### TEXTE
::::::::

3. L’Assemblée estime qu’il appartient aux collectivités locales et régionales elles-mêmes de faire partie de la contribution vers une relance de l’économie, gage de revenus futurs, et qu’elles doivent être habilitées à le faire. Dans ce contexte, l’Assemblée insiste sur l’importance de partenariats entre les collectivités locales, les entreprises, les établissements d’enseignement et de recherche et les organisations de la société civile, de façon à s’attaquer aux inégalités sociales et à assurer la prise en charge des groupes ayant besoin de protection spéciale, tels que les enfants, les personnes âgées, ainsi que les personnes souffrant de difficultés d’apprentissage ou handicapées.
4. Il y a lieu de veiller à la protection des droits sociaux fondamentaux dans la prise de décisions relatives à l’allocation des budgets locaux ou au transfert intergouvernemental de ressources aux collectivités locales et régionales. Par ailleurs, en période de crise économique, lorsque les autorités sont confrontées à des responsabilités accrues en matière de services et d’aide aux foyers dans le besoin, les budgets locaux et régionaux doivent être adaptés, conformément à l’article 9 de la Charte européenne de l’autonomie locale (STE no 122).

::::::::

### TRAVAIL À FAIRE
A – Restituez à l'identique le passage du texte allant de « 4. Il y a lieu » jusqu'à « (STE no 122). ».
B – Selon le texte, en période de crise économique, les budgets locaux et régionaux doivent être adaptés conformément à quel article de la Charte européenne de l'autonomie locale ?

### LIGNES PRÉSENTÉES
::::::::

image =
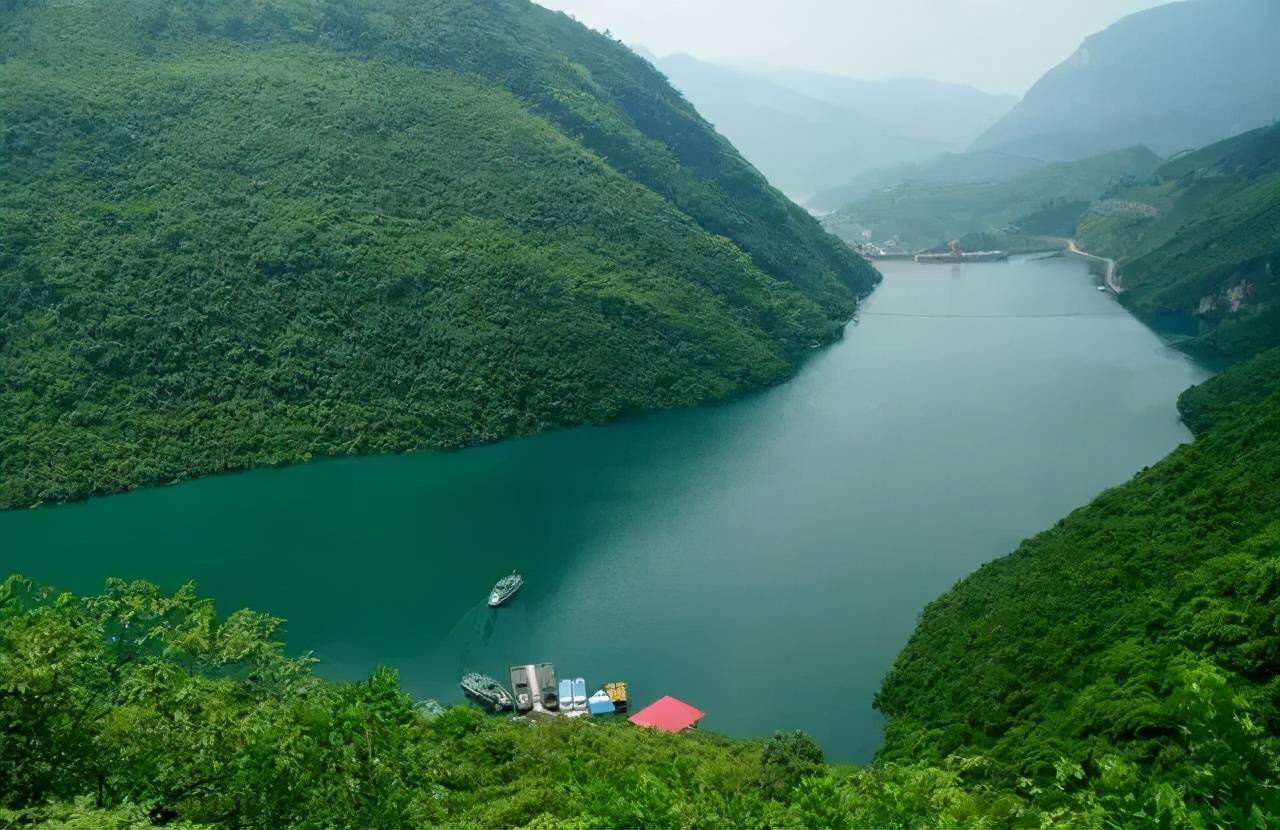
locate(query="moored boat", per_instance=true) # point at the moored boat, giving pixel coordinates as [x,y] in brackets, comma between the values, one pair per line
[504,589]
[487,691]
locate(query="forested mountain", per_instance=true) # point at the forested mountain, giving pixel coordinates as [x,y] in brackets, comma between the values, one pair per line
[259,231]
[942,114]
[1046,200]
[1118,670]
[1133,642]
[1179,76]
[1200,241]
[808,132]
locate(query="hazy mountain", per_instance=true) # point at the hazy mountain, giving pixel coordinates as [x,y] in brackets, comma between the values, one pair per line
[1047,200]
[809,132]
[1201,241]
[1173,77]
[974,165]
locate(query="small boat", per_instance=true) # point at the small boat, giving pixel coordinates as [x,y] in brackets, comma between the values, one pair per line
[487,691]
[599,703]
[504,589]
[617,692]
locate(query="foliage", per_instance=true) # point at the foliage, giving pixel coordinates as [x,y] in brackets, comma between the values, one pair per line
[137,706]
[1201,240]
[1127,657]
[1225,395]
[787,760]
[1118,670]
[261,231]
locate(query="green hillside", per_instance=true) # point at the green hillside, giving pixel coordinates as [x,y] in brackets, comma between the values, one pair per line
[1046,200]
[1118,670]
[1201,241]
[256,232]
[1133,642]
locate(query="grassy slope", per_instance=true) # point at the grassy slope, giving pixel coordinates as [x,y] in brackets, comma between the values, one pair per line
[1096,641]
[250,233]
[927,213]
[1118,670]
[1206,229]
[137,703]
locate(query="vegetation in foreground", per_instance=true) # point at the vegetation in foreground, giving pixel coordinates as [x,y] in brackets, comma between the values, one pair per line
[1118,670]
[260,231]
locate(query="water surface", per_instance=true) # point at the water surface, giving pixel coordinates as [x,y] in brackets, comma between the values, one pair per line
[763,560]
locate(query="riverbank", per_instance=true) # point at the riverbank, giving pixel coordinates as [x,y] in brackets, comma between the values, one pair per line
[808,493]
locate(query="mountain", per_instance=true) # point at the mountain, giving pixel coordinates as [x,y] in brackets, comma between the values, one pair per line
[973,165]
[1174,77]
[1133,641]
[1046,200]
[256,232]
[1200,242]
[1115,671]
[942,114]
[808,132]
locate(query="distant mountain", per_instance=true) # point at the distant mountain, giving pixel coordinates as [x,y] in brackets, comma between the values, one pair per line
[947,115]
[976,165]
[1200,242]
[809,132]
[1045,201]
[1174,77]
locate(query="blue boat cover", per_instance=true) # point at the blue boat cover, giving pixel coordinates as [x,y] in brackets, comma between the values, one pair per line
[600,703]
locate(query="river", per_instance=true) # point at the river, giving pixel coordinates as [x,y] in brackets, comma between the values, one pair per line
[763,560]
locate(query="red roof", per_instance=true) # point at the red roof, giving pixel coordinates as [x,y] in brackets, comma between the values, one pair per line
[668,715]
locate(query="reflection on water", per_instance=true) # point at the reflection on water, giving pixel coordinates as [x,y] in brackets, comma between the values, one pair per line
[764,560]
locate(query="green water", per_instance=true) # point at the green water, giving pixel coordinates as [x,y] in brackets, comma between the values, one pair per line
[764,560]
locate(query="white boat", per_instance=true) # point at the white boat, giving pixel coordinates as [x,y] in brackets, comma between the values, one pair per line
[504,589]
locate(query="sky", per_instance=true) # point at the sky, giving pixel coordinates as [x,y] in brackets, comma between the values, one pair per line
[995,45]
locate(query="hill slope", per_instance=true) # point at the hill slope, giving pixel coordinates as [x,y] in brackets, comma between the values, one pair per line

::::::::

### RÉPONSES DANS L'ORDRE
A –
4. Il y a lieu de veiller à la protection des droits sociaux fondamentaux dans la prise de décisions relatives à l’allocation des budgets locaux ou au transfert intergouvernemental de ressources aux collectivités locales et régionales. Par ailleurs, en période de crise économique, lorsque les autorités sont confrontées à des responsabilités accrues en matière de services et d’aide aux foyers dans le besoin, les budgets locaux et régionaux doivent être adaptés, conformément à l’article 9 de la Charte européenne de l’autonomie locale (STE no 122).

B – L'article 9.